■ AVAILABLE RECORDS ■
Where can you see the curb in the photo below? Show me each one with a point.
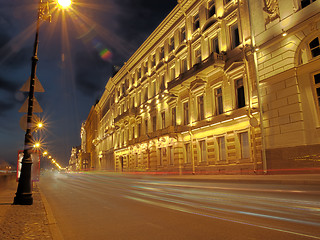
(54, 229)
(249, 181)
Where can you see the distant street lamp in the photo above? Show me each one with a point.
(24, 190)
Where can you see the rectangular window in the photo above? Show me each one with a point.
(203, 151)
(137, 159)
(197, 55)
(163, 120)
(160, 157)
(196, 22)
(218, 101)
(200, 108)
(240, 98)
(235, 38)
(222, 149)
(317, 87)
(215, 45)
(154, 88)
(139, 73)
(315, 47)
(183, 34)
(146, 125)
(172, 73)
(139, 130)
(174, 116)
(171, 44)
(186, 113)
(244, 143)
(211, 8)
(305, 3)
(162, 53)
(171, 159)
(184, 66)
(146, 94)
(133, 132)
(153, 62)
(154, 123)
(187, 148)
(162, 83)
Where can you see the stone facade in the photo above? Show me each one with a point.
(212, 91)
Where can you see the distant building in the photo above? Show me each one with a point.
(74, 163)
(223, 86)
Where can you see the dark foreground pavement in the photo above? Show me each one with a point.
(37, 221)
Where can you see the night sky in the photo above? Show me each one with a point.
(77, 52)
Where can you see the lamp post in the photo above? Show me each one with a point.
(24, 190)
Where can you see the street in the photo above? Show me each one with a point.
(114, 206)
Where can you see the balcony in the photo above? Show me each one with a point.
(213, 61)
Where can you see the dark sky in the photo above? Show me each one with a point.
(70, 68)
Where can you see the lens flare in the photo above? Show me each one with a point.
(64, 3)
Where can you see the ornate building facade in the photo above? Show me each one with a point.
(198, 96)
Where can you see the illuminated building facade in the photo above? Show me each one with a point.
(188, 100)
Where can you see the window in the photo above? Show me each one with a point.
(305, 3)
(146, 125)
(172, 73)
(196, 22)
(162, 52)
(154, 88)
(153, 62)
(203, 151)
(244, 143)
(215, 45)
(145, 69)
(174, 116)
(187, 148)
(222, 148)
(186, 113)
(171, 44)
(139, 73)
(315, 47)
(218, 101)
(171, 159)
(317, 87)
(163, 120)
(240, 98)
(137, 159)
(161, 153)
(200, 108)
(154, 123)
(235, 39)
(184, 66)
(197, 55)
(183, 34)
(211, 8)
(146, 94)
(139, 130)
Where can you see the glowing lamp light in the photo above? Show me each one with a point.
(64, 3)
(36, 145)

■ YOUR OBJECTIVE ■
Reproduce verbatim the section of the listing that begins with the line containing "Where can you see the glowing" and continues through the final line of the listing, with both of these lines included.

■ OUTPUT FOR THIS TASK ■
Where can you see the glowing lamp light in the photo above? Show me each one with a point.
(64, 3)
(36, 145)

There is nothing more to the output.